=== Available records ===

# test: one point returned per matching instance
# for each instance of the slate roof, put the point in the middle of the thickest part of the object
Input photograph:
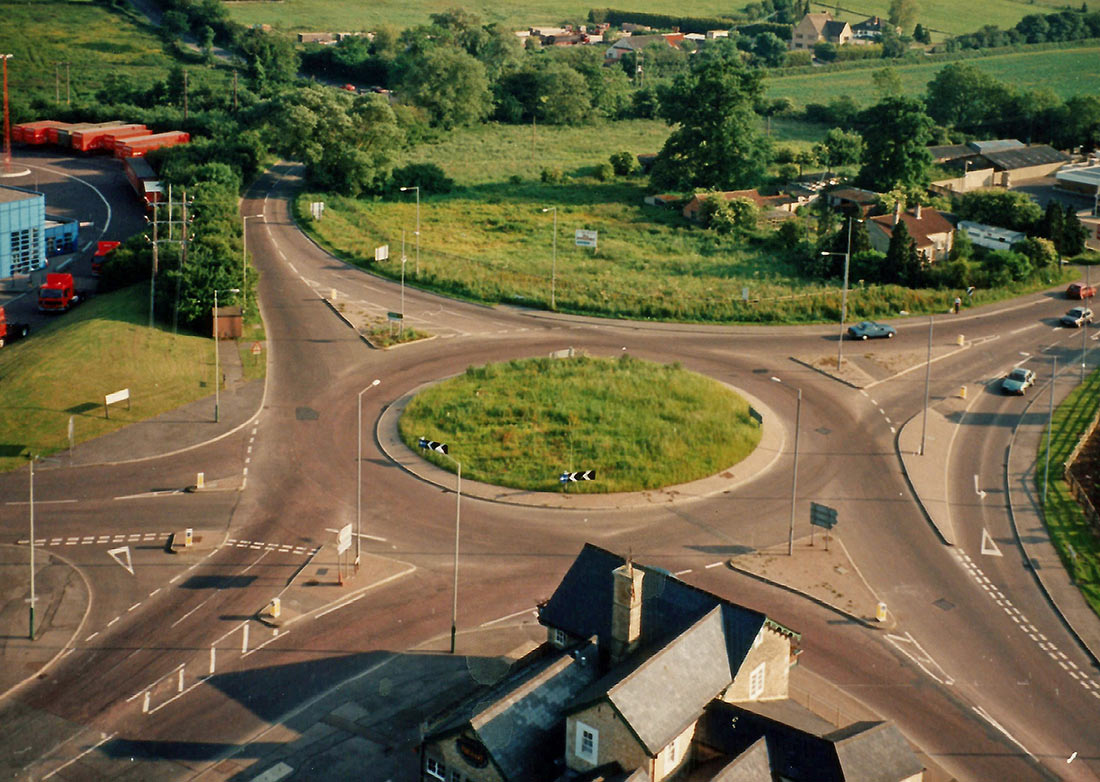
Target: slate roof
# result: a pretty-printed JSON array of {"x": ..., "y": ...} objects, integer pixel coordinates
[
  {"x": 660, "y": 694},
  {"x": 520, "y": 718},
  {"x": 1024, "y": 156},
  {"x": 582, "y": 605}
]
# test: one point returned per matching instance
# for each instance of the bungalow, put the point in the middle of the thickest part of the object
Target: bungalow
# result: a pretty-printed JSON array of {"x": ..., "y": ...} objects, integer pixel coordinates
[
  {"x": 816, "y": 28},
  {"x": 933, "y": 233}
]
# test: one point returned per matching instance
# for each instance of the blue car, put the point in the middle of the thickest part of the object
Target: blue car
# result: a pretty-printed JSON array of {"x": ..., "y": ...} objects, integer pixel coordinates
[{"x": 870, "y": 330}]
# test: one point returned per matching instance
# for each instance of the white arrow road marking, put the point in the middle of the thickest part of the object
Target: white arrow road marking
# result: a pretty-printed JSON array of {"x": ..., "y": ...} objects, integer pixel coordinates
[
  {"x": 908, "y": 646},
  {"x": 122, "y": 550}
]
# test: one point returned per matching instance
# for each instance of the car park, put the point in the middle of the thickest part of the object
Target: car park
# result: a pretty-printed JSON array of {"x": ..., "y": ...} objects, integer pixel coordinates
[
  {"x": 1080, "y": 290},
  {"x": 1077, "y": 317},
  {"x": 1018, "y": 381},
  {"x": 870, "y": 330}
]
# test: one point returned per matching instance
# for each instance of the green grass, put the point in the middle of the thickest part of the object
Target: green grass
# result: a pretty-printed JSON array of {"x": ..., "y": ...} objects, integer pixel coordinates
[
  {"x": 1065, "y": 519},
  {"x": 1067, "y": 72},
  {"x": 524, "y": 422},
  {"x": 65, "y": 369}
]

===

◆ Exercise prompt ◆
Look through the entries above and copy each line that has "Target" in it.

◆ Answer for the task ◆
Target: slate roof
Target: bungalow
Target: blue car
Target: white arrow road marking
Target: car park
Target: green grass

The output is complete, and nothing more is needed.